### Objetivo del ejercicio
Resume en dos oraciones el párrafo del fragmento que empieza «Quienes tengan responsabilidad profesional», sin perder sus ideas principales.

-------- Fragmento para leer --------

Quienes tengan responsabilidad profesional en el uso del idioma —máxime si esa responsabilidad radica en guiar y hacer realidad una publicación llamada a influir de alguna (buena) manera en el público lector— no deben considerar que la sensibilidad lingüística es un lujo, manía de exquisitos, sino lo que es: un recurso fundamental para el trabajo, un compromiso que ha de cumplirse para poder decir lo que se debe y como debe decirse. Si se carece de ese recurso, será necesario tratar de conseguirlo, o procurarse la inteligencia y la modestia (que es también sabiduría) necesarias para hacerse asesorar, aun en medio de la prisa a la cual suele obligar el periodismo, aún más en un diario que en una publicación de frecuencia más holgada.
Otras muchas cosas pudieran decirse sobre un tema que no es cuestión de tiquismiquis ni coquetería de salón. Resulta inaceptable el flaco servicio que hace a la prensa, y al país, el deficiente conocimiento del léxico por parte de quienes tienen el deber de expresarse públicamente por escrito o de forma oral. Para contribuir a la formación del público impreparado se requiere un buen uso del lenguaje, y el preparado no confiará en quien le diga —va una joya— que “la consagración al trabajo y la eficiencia de un colectivo laboral dieron al traste con altos resultados productivos”; o que —vaya otra— “tal equipo deportivo goza de favoritismo”; o —una más, aunque sin afán de exhaustividad— que “la crisis humanitaria está causando graves estragos en determinado país”.

-------- Datos mostrados --------

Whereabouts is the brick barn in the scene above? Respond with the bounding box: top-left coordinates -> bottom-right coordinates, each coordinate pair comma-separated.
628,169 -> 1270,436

--------

### Respuesta del ejercicio
Quienes usan el idioma profesionalmente, sobre todo si dirigen una publicación que influye en los lectores, deben ver la sensibilidad lingüística no como un lujo de exquisitos, sino como un recurso fundamental y un compromiso para decir lo que se debe y como se debe. Si carecen de ella, deben adquirirla o tener la inteligencia y la modestia de dejarse asesorar, aun con la prisa del periodismo, mayor en un diario que en una publicación menos frecuente.